### DOCUMENT EXCERPT
-*-
Barliman also represents one of the forces of Good. As bumbling and inept as he is, he means only the best, and in the Dark Times descending on Middle Earth, this counts for an awful lot. Indeed, there is a constant theme running through Tolkien's books about the importance of the efforts of little folk in the fight against Evil. And by "little" I don't mean "short". Rather, I mean "unimportant." Think not only of the efforts of the main hobbits, but of the other residents of the Shire - the Cottons, Fatty Bolger, the Maggots. Think also of such characters as Ioreth, Beregond and Bergil in Minas Tirith, for instance.

Jackson rolls right over all of this because he's had to so seriously condense the exposition of the story - if you've only got half an hour or so to get from Bilbo's Birthday Party to Frodo's arrival at Rivendell, you don't have time for this kind of subtlety. The Prancing Pony isn't a cheerful inn full of sights and sounds that would remind Frodo and his friends of home. Instead, it's fully within the realm of the Big Bad World. All of the Men (there are no local hobbits that I recollect) are dark, mysterious and evil. Butterbur is just the man behind the bar, as nasty as the rest of them. Of course, in this atmosphere, it would be ludicrous for Frodo to get up on a table and sing, which is why Jackson also had to concoct a different method to get the Ring on Frodo's finger. Thus the snowball effect, which I find to be one of the inherent irritants with the movies.
-*-
### PROMPT 1
Convert the entries from the line containing "You are given an image to analyze. The query is: rolled-up" through the line containing "[333,271,640,406]", inclusive, into a Markdown table with the columns Row and Line. Number each row and leave out any blank lines.

### INFORMATION SHOWN
-*-
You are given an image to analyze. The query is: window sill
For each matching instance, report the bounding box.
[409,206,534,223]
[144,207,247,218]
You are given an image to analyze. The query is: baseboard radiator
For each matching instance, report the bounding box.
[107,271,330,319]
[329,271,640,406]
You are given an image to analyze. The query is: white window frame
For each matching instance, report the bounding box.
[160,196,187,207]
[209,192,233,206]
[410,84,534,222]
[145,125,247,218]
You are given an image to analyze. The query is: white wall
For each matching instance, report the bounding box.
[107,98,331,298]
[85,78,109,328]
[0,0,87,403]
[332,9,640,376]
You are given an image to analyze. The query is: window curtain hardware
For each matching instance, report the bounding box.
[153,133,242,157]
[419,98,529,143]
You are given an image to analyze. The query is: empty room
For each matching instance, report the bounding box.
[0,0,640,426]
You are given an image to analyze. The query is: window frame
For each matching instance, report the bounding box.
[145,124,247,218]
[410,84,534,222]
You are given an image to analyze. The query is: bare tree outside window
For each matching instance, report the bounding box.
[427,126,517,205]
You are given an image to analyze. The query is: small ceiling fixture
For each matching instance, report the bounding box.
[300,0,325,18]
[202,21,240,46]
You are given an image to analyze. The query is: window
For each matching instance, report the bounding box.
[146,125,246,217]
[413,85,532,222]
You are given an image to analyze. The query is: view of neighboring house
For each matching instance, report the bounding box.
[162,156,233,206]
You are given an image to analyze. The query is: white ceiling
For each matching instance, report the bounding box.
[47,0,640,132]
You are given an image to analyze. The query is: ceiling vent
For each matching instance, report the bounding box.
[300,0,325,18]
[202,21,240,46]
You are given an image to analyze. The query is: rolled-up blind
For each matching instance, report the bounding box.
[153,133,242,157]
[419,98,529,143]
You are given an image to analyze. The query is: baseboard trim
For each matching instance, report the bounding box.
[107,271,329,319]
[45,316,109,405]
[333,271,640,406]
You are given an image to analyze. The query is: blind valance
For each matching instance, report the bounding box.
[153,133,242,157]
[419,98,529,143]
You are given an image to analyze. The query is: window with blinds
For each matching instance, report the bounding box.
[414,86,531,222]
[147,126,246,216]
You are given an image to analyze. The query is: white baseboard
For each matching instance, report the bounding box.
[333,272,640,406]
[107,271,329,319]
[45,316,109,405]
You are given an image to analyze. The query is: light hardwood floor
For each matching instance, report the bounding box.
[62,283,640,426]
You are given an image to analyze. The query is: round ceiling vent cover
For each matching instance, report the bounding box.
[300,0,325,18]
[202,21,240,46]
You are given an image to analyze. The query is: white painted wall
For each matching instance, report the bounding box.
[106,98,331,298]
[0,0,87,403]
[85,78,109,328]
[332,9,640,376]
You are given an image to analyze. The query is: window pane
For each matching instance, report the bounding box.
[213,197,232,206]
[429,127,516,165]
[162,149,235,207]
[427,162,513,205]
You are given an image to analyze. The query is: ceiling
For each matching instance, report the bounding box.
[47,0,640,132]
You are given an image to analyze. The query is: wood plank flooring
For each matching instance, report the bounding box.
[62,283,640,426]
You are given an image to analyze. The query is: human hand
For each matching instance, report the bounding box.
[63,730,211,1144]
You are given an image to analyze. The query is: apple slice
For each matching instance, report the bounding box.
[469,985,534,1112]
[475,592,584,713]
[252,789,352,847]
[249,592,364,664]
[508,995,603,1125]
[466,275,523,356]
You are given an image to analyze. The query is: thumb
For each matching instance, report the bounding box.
-*-
### PROMPT 2
Repeat the Tolkien film commentary between "Jackson rolls right" and "with the movies.", inclusive, replacing "Butterbur" with "Barliman".

### FULL RESPONSE 1
| Row | Line |
|---|---|
| 1 | You are given an image to analyze. The query is: rolled-up blind |
| 2 | For each matching instance, report the bounding box. |
| 3 | [153,133,242,157] |
| 4 | [419,98,529,143] |
| 5 | You are given an image to analyze. The query is: baseboard trim |
| 6 | For each matching instance, report the bounding box. |
| 7 | [107,271,329,319] |
| 8 | [45,316,109,405] |
| 9 | [333,271,640,406] |

### FULL RESPONSE 2
Jackson rolls right over all of this because he's had to so seriously condense the exposition of the story - if you've only got half an hour or so to get from Bilbo's Birthday Party to Frodo's arrival at Rivendell, you don't have time for this kind of subtlety. The Prancing Pony isn't a cheerful inn full of sights and sounds that would remind Frodo and his friends of home. Instead, it's fully within the realm of the Big Bad World. All of the Men (there are no local hobbits that I recollect) are dark, mysterious and evil. Barliman is just the man behind the bar, as nasty as the rest of them. Of course, in this atmosphere, it would be ludicrous for Frodo to get up on a table and sing, which is why Jackson also had to concoct a different method to get the Ring on Frodo's finger. Thus the snowball effect, which I find to be one of the inherent irritants with the movies.